* Begin Records to use *
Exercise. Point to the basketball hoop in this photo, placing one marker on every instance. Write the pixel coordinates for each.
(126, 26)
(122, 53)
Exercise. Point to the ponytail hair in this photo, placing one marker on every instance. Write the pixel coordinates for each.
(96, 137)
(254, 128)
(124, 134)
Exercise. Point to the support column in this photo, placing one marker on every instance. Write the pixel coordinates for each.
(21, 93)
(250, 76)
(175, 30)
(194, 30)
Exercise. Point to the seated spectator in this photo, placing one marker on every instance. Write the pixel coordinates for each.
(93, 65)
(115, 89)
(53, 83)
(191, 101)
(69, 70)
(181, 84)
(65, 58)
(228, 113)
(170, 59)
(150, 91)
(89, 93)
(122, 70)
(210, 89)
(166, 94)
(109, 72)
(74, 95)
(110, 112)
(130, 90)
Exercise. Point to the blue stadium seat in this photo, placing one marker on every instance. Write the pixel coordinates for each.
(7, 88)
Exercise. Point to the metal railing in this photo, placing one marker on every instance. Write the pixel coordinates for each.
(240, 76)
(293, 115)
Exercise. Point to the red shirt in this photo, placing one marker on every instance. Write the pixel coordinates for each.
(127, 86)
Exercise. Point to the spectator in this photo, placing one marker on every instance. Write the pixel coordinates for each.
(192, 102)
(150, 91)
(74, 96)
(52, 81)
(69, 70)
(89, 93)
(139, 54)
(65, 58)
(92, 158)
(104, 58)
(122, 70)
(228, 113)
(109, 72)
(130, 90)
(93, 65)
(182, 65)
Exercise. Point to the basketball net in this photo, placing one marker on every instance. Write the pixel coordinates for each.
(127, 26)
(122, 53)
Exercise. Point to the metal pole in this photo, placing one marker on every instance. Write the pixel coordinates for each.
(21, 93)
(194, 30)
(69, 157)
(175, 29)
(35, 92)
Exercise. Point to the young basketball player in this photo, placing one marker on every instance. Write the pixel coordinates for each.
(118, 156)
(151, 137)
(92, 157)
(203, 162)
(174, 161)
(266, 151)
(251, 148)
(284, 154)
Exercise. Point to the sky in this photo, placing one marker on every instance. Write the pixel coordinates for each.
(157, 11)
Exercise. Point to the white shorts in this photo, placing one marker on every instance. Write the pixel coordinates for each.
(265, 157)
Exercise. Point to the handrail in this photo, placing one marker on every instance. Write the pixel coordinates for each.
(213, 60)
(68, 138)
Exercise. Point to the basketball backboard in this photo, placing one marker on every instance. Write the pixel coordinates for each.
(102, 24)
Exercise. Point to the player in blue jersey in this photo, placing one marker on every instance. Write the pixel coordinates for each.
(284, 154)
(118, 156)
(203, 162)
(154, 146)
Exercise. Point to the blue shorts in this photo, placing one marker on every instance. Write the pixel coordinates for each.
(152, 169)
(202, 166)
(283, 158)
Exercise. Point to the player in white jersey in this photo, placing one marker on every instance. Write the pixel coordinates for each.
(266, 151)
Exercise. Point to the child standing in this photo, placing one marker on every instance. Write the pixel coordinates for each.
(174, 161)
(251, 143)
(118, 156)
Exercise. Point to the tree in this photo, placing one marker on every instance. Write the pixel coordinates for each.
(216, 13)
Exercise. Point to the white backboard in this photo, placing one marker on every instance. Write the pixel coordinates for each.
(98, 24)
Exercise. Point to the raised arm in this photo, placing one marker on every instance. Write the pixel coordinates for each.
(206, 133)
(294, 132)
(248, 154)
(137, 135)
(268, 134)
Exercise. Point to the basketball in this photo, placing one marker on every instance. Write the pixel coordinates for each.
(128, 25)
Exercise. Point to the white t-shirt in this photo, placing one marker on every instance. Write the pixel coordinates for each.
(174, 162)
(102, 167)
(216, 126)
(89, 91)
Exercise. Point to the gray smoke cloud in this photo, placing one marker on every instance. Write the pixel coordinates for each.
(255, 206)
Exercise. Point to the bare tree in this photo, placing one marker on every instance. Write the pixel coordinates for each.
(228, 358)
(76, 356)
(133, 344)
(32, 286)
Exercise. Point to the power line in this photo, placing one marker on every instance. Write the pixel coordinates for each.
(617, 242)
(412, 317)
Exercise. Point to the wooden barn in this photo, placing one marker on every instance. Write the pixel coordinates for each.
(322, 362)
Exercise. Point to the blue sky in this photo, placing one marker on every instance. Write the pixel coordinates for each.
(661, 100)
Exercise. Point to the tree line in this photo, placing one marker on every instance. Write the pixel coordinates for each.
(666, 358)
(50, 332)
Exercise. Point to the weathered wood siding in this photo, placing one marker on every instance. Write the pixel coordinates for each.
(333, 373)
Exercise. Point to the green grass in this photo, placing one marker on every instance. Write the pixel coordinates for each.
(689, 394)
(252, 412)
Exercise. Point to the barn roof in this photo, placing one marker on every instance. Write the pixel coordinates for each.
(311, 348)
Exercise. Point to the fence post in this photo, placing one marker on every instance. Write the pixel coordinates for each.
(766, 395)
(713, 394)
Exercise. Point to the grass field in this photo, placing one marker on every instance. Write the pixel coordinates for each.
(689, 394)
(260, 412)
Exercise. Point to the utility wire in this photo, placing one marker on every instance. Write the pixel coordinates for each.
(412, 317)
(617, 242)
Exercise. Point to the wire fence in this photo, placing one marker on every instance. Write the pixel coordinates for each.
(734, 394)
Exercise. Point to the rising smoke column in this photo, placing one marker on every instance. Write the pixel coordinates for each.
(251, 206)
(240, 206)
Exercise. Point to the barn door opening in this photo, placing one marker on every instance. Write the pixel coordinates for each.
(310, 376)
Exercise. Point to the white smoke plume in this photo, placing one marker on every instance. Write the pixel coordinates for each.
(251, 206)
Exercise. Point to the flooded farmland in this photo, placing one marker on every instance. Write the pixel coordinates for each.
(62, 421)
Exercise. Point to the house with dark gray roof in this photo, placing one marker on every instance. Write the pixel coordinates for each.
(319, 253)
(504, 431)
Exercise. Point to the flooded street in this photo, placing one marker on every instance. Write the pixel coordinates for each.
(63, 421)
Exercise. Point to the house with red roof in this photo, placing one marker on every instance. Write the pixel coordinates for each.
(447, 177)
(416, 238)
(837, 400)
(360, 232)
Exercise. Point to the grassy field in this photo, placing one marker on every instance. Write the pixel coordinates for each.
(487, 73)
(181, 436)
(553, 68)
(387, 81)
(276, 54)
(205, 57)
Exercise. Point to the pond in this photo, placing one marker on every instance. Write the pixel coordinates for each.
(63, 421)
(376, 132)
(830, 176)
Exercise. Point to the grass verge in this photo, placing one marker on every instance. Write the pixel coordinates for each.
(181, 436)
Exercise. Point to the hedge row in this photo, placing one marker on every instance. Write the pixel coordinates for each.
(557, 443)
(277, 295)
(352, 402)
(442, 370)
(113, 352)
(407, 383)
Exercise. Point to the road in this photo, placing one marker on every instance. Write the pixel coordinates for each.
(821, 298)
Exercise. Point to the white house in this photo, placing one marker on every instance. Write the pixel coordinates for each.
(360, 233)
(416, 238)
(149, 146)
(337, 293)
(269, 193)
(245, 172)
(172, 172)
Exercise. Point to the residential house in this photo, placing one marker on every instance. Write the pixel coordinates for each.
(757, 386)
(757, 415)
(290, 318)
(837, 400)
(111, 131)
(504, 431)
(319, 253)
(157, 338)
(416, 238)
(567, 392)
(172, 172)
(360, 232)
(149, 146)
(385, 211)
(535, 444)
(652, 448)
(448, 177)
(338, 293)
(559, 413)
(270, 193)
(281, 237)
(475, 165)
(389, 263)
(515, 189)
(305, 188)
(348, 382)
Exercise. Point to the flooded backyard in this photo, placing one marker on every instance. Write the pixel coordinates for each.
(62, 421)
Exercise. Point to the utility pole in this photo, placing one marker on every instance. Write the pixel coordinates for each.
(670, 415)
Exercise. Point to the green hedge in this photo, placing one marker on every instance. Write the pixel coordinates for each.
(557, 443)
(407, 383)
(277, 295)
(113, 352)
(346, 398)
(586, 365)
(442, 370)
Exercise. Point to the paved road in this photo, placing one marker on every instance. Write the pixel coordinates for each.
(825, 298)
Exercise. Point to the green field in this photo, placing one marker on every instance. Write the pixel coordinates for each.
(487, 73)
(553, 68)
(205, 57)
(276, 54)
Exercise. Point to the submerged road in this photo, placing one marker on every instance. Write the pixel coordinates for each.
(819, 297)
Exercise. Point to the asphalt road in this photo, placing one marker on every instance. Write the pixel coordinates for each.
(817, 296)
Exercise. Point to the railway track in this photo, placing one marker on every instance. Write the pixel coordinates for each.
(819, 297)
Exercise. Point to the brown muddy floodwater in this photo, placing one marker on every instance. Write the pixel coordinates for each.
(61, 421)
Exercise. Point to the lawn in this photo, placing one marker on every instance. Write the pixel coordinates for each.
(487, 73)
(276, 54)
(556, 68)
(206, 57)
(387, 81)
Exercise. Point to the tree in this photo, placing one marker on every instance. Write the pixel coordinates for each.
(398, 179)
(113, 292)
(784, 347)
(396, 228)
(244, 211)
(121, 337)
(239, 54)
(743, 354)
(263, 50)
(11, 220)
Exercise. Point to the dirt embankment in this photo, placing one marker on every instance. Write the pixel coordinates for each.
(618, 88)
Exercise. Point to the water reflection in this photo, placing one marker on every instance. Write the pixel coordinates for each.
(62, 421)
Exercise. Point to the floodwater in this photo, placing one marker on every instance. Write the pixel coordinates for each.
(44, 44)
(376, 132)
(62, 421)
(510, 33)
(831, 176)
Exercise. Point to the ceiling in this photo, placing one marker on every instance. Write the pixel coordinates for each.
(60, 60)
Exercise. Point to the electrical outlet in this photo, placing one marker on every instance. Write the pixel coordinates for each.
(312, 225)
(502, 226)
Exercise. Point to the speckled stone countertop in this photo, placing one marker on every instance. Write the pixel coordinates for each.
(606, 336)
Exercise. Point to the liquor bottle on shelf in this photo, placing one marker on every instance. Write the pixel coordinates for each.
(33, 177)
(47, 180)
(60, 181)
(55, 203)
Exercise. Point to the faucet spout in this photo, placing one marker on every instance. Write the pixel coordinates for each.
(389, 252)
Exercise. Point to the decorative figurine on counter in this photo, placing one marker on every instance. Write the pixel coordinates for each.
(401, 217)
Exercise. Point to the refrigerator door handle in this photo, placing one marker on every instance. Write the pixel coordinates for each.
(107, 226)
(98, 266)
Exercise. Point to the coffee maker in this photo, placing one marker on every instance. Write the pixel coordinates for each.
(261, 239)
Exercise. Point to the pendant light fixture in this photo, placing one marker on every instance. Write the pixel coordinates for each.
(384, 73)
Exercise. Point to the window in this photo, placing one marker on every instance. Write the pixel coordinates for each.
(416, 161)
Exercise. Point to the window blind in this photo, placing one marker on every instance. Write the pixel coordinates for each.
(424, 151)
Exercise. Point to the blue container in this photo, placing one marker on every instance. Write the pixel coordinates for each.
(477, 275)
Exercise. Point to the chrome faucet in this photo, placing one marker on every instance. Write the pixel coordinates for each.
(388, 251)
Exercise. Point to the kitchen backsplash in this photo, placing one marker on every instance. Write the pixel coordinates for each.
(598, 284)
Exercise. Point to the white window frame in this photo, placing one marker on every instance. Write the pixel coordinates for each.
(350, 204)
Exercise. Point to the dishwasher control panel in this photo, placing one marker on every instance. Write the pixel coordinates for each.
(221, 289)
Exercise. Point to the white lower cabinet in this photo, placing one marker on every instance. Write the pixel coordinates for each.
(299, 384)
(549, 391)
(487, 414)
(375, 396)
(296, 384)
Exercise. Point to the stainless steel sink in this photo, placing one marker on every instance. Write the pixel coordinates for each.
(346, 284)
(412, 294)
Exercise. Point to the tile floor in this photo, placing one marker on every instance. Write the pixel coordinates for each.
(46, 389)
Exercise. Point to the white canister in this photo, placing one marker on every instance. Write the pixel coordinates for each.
* End Records to use *
Exercise goal. Write out, word for word, every line from the one containing "Exercise. Point to the window in" through the last line of the records above.

Exercise answer.
Exercise. Point to the window in this photo, placing one marker on every instance. Write the pixel coordinates for each.
(416, 161)
Exercise. Point to the window blind in this photo, placing one marker on every instance. Write the pixel coordinates for each.
(424, 151)
Exercise. Point to the blue container in this photo, placing one marker on every instance. Write the pixel coordinates for each.
(477, 275)
Exercise. Point to the chrome faucet in this photo, placing one marker on every instance. Write the pixel coordinates for each.
(388, 251)
Exercise. Point to the kitchen backsplash in this photo, placing one marker on every instance. Write the pixel coordinates for each.
(598, 284)
Exercise. Point to the white window frame in this photo, placing one marker on every instance. Write the pixel coordinates for each.
(350, 204)
Exercise. Point to the dishwasher control panel in this photo, placing one marker on every instance. Write the pixel coordinates for each.
(221, 289)
Exercise. Point to the white lower cabinet in this photo, placing one marker on every instance. Write the pixel coordinates for each.
(299, 384)
(549, 391)
(487, 414)
(375, 396)
(296, 384)
Exercise. Point to the stainless steel sink in this photo, placing one marker on every instance. Write the pixel coordinates for each.
(346, 284)
(412, 294)
Exercise. Point to the tile floor in this photo, placing one marker on every instance. Write the pixel coordinates for each.
(46, 389)
Exercise. Point to the white canister in this photo, placing one marker on every instance. Write the pixel coordinates for each.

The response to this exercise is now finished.